:: Page text ::
┄┄┄┄┄┄

Artificial Intelligence for Wireless Communications and Control NetworksView this Special Issue
Correlation Analysis between Atmospheric Environment and Public Sentiment Based on Multiple Regression Model
In recent years, with the gradual improvement of the public’s demands for ecological and environmental services, changes in environmental quality, especially atmospheric environmental quality, have been highly concerned by the public. Public environmental emotions belong to psychological space information. How to quantify the changes in public environmental emotions caused by changes in environmental quality, comprehensively analyze the atmospheric physical and chemical factors that have a key impact on public environmental emotions, and achieve quantifiable and predictable public environmental emotions are difficult points of current research in the field of public environment. Based on the public participation perception method, this paper proposes a public environmental sentiment prediction model based on the analysis of the relationship between atmospheric environment and public environmental sentiment by using the collected public environmental satisfaction data. Taking the data of a city as an example, using atmospheric environmental factors and public environmental satisfaction, a multiple regression model (OLS) was established, and PM2.5, PM10, temperature (TMP), and humidity (HUM) were used as key factors to conduct Pearson correlation analysis with public environmental satisfaction. The results showed that PM2.5 and PM10 showed a strong negative correlation with public environmental satisfaction (-0.82 and -0.67), while TMP and HUM showed a weak positive correlation with public environmental satisfaction (0.3 and 0.19). Therefore, reducing the concentration of PM2.5 and PM10 in the city has a positive effect on improving public environmental satisfaction.
In recent years, with the continuous acceleration of China’s industrialization process, the utilization of resources and productivity has been significantly improved. However, the resulting ecological and environmental problems have become increasingly prominent, making people’s normal living environment constantly disturbed . People’s physical and mental health has been affected to varying degrees through the continuous interference of various comprehensive ecological and environmental problems for a long time . As a result, deteriorating environmental issues have now become a pain point for the public. Environmental issues have also become the social issues that the public is most concerned about, and they also affect people’s psychological feelings and behavioral changes to the environment all the time [3, 4]. If we want to do in-depth research on environmental issues, we must start from the perception of the public after being affected by the environment.

┄┄┄┄┄┄

:: Excerpted records ::
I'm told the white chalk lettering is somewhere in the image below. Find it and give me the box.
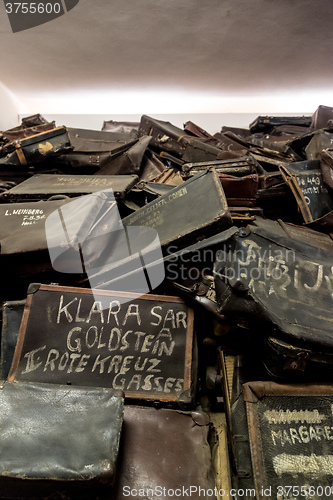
[22,345,46,375]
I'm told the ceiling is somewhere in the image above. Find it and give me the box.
[0,0,333,113]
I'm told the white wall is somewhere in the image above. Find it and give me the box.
[20,110,312,134]
[0,82,20,130]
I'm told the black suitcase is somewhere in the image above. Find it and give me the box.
[0,127,72,166]
[0,299,26,380]
[0,382,123,500]
[311,105,333,129]
[123,169,231,252]
[305,130,333,160]
[319,148,333,192]
[112,405,216,500]
[243,381,333,500]
[214,217,333,380]
[9,284,196,407]
[139,115,221,162]
[280,160,333,231]
[249,116,311,134]
[219,350,268,500]
[2,174,138,202]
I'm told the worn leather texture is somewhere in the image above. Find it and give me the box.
[0,382,123,499]
[111,406,215,500]
[0,300,26,380]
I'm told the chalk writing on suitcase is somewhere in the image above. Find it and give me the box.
[11,285,192,401]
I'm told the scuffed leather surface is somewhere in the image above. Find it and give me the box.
[110,406,215,500]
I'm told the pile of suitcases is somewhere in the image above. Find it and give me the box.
[0,106,333,500]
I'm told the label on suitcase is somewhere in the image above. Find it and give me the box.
[9,284,193,402]
[280,160,333,230]
[0,199,70,256]
[243,382,333,500]
[3,174,138,202]
[122,169,231,248]
[0,382,124,500]
[215,217,333,376]
[0,300,25,380]
[112,405,216,500]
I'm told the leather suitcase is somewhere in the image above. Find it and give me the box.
[184,121,218,145]
[139,115,221,162]
[305,130,333,160]
[97,136,151,175]
[2,174,138,202]
[0,299,26,380]
[0,127,72,166]
[280,160,333,231]
[112,405,215,500]
[219,350,268,500]
[9,284,196,407]
[214,217,333,380]
[102,120,140,134]
[67,127,138,153]
[182,155,256,179]
[319,148,333,189]
[0,122,56,144]
[122,169,231,254]
[249,116,311,134]
[243,381,333,500]
[0,382,123,500]
[311,105,333,129]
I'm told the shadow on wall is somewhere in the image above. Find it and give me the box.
[0,82,20,130]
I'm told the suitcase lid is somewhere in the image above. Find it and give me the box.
[9,284,193,403]
[243,381,333,500]
[122,169,231,248]
[3,174,138,201]
[215,221,333,351]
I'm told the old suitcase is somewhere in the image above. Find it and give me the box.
[243,381,333,500]
[319,148,333,189]
[305,130,333,160]
[0,382,123,500]
[182,155,256,179]
[2,174,138,202]
[102,120,140,135]
[0,127,72,166]
[0,299,25,380]
[0,199,76,286]
[311,105,333,129]
[97,136,151,175]
[280,160,333,231]
[67,127,137,153]
[184,121,218,145]
[219,350,261,499]
[139,115,221,162]
[9,284,195,406]
[214,217,333,379]
[0,122,56,143]
[123,169,231,249]
[112,405,216,500]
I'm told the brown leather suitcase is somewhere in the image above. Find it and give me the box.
[0,382,123,500]
[112,405,215,500]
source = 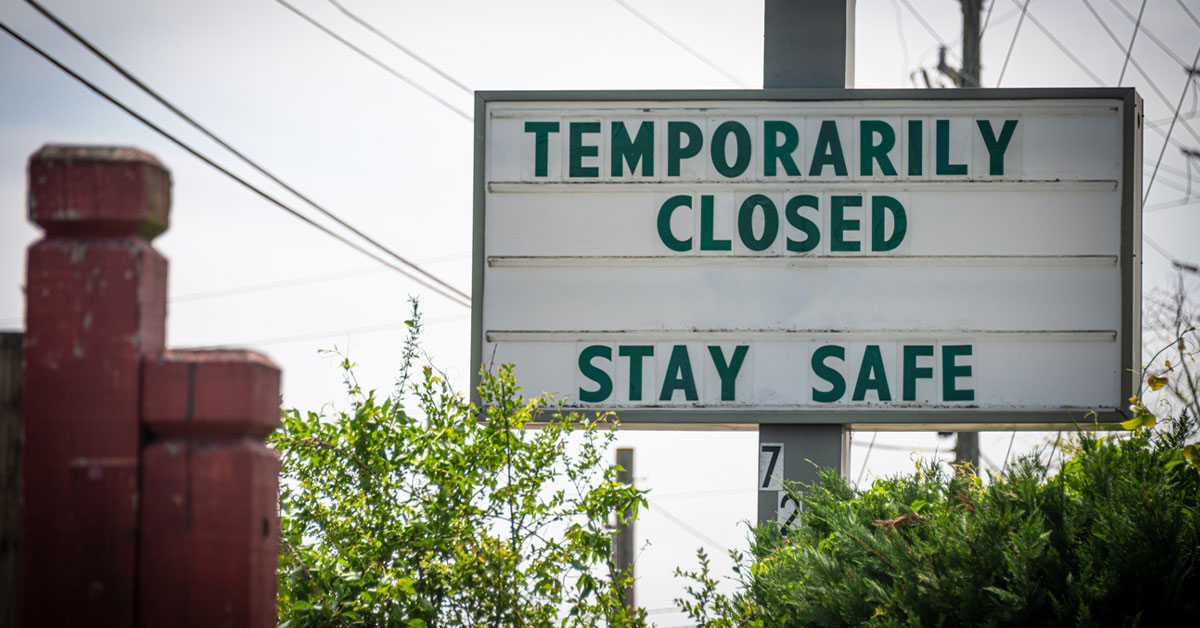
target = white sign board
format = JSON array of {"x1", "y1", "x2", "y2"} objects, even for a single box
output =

┄┄┄┄┄┄

:: Task to complete ::
Answer these questions from the article on atmospheric environment and public sentiment:
1. Which four key factors were tested against public environmental satisfaction in the Pearson correlation analysis?
2. What correlation value with public environmental satisfaction is reported for PM2.5?
3. What process in China does the introduction say has been accelerating continuously?

:: Output for this exercise ::
1. PM2.5, PM10, temperature (TMP), and humidity (HUM).
2. -0.82.
3. China's industrialization process.